* Work required *
Copy out all the data, word for word.

↓

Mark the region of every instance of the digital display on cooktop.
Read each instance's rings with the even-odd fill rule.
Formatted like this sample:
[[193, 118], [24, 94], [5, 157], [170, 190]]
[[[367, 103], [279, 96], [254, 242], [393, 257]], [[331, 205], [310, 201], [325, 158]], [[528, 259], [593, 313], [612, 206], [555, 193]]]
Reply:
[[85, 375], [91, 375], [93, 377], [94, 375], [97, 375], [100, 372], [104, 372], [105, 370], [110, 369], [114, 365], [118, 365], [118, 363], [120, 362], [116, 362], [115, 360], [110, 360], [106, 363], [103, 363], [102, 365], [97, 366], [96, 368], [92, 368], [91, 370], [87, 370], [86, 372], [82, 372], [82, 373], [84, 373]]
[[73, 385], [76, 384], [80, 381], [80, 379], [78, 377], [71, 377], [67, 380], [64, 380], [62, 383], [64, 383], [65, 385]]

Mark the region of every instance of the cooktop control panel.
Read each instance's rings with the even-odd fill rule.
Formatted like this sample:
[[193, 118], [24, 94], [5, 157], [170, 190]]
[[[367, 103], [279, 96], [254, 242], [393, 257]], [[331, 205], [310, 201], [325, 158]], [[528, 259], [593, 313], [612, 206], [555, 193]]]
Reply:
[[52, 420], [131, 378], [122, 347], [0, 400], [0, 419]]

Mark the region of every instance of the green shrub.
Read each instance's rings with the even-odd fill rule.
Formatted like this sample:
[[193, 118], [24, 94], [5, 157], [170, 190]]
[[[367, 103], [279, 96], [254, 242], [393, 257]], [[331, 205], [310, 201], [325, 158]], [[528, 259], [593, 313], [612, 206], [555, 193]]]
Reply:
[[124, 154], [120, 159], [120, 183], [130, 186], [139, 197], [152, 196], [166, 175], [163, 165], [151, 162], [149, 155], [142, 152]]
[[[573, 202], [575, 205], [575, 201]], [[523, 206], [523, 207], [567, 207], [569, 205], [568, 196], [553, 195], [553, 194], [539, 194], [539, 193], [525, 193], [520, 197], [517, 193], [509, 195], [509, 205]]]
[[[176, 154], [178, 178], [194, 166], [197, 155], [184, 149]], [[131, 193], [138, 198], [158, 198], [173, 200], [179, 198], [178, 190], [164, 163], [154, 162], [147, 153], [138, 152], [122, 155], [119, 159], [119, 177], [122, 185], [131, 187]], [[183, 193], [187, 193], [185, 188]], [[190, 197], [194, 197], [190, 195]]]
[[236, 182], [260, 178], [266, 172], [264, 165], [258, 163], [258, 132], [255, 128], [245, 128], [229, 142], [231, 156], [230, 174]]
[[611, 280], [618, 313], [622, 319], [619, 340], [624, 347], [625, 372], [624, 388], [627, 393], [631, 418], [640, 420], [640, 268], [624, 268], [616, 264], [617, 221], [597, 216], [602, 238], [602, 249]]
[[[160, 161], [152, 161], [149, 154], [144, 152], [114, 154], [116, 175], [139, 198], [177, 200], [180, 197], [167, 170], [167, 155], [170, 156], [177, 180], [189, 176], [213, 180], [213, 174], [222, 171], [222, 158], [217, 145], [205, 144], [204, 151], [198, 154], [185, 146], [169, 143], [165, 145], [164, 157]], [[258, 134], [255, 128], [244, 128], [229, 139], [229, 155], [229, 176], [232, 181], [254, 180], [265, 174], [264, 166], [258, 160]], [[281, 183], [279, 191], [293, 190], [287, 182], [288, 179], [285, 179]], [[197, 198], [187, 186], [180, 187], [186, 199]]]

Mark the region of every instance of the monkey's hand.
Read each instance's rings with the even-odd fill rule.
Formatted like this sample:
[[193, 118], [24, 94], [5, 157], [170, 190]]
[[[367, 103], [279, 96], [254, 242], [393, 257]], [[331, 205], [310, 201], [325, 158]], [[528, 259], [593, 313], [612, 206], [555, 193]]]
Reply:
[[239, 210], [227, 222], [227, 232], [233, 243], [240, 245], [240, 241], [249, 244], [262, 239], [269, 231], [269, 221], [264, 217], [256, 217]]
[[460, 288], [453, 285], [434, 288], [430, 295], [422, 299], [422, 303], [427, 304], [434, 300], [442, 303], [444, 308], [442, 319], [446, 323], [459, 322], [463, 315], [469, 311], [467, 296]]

↑

* Output below *
Mark the region of every instance of the digital display on cooktop.
Read each instance's rings with the even-odd fill rule.
Formatted like this sample:
[[193, 118], [24, 94], [5, 157], [170, 190]]
[[[367, 103], [279, 96], [254, 242], [393, 257]], [[331, 205], [310, 201], [325, 158]], [[528, 259], [593, 313], [612, 206], [555, 193]]]
Reply:
[[85, 375], [91, 375], [93, 377], [94, 375], [97, 375], [100, 372], [104, 372], [105, 370], [110, 369], [114, 365], [118, 365], [118, 363], [120, 362], [116, 362], [115, 360], [110, 360], [106, 363], [103, 363], [102, 365], [97, 366], [96, 368], [92, 368], [91, 370], [87, 370], [86, 372], [82, 372], [82, 373], [84, 373]]
[[73, 385], [76, 384], [80, 381], [80, 379], [78, 377], [71, 377], [67, 380], [64, 380], [62, 383], [64, 383], [65, 385]]

Mark the region of every instance of the cooktop control panel.
Read each instance's rings with the even-odd fill rule.
Formatted like this sample:
[[193, 118], [24, 94], [5, 157], [170, 190]]
[[[367, 103], [279, 96], [254, 242], [393, 257]], [[331, 205], [310, 201], [325, 158]], [[528, 259], [593, 313], [612, 206], [555, 193]]]
Reply:
[[52, 420], [131, 378], [122, 347], [0, 400], [0, 419]]

Mark the region of every instance of the green shrub.
Read each instance's rings with the even-odd fill rule.
Formatted like this sample:
[[193, 118], [24, 94], [5, 157], [170, 190]]
[[[367, 103], [279, 96], [254, 242], [393, 257]], [[331, 205], [310, 201], [325, 158]], [[528, 259], [593, 313], [612, 206], [555, 193]]]
Reply:
[[124, 154], [120, 159], [120, 183], [130, 186], [139, 197], [152, 196], [166, 175], [163, 165], [151, 162], [149, 155], [142, 152]]
[[[573, 202], [575, 205], [575, 201]], [[523, 206], [523, 207], [567, 207], [569, 205], [568, 196], [553, 195], [553, 194], [539, 194], [539, 193], [525, 193], [520, 197], [517, 193], [509, 195], [509, 205]]]
[[[176, 154], [178, 178], [194, 166], [197, 155], [184, 149]], [[131, 193], [138, 198], [158, 198], [173, 200], [179, 198], [178, 190], [164, 163], [154, 162], [147, 153], [138, 152], [122, 155], [119, 159], [119, 177], [122, 185], [131, 187]], [[183, 193], [187, 193], [185, 188]], [[190, 197], [194, 197], [190, 195]]]
[[236, 182], [260, 178], [266, 172], [264, 165], [258, 163], [258, 132], [255, 128], [245, 128], [229, 142], [231, 156], [230, 174]]
[[611, 280], [618, 313], [622, 319], [619, 340], [624, 347], [625, 372], [624, 388], [627, 393], [631, 418], [640, 420], [640, 268], [624, 268], [616, 264], [617, 221], [597, 216], [602, 238], [602, 249]]
[[[160, 161], [152, 161], [149, 154], [144, 152], [114, 154], [116, 175], [139, 198], [177, 200], [180, 197], [167, 170], [167, 155], [170, 156], [177, 180], [189, 176], [213, 180], [213, 174], [222, 171], [222, 158], [217, 145], [205, 144], [204, 151], [198, 154], [185, 146], [169, 143], [165, 145], [164, 157]], [[258, 134], [255, 128], [244, 128], [229, 139], [229, 155], [229, 176], [232, 181], [254, 180], [265, 174], [264, 166], [258, 160]], [[281, 183], [279, 191], [293, 190], [287, 182], [288, 179], [285, 179]], [[197, 198], [187, 186], [180, 187], [186, 199]]]

Mark the region of every instance of the monkey's hand.
Read each instance's rings with the even-odd fill rule.
Formatted like this sample:
[[193, 118], [24, 94], [5, 157], [170, 190]]
[[[367, 103], [279, 96], [254, 242], [393, 257]], [[331, 205], [310, 201], [325, 158]], [[528, 259], [593, 313], [612, 206], [555, 193]]]
Reply:
[[239, 210], [227, 222], [227, 232], [233, 243], [240, 245], [240, 241], [249, 244], [262, 239], [269, 231], [269, 221], [264, 217], [256, 217]]
[[460, 288], [453, 285], [434, 288], [430, 295], [422, 299], [422, 303], [427, 304], [434, 300], [442, 303], [444, 308], [442, 319], [446, 323], [459, 322], [463, 315], [469, 311], [467, 296]]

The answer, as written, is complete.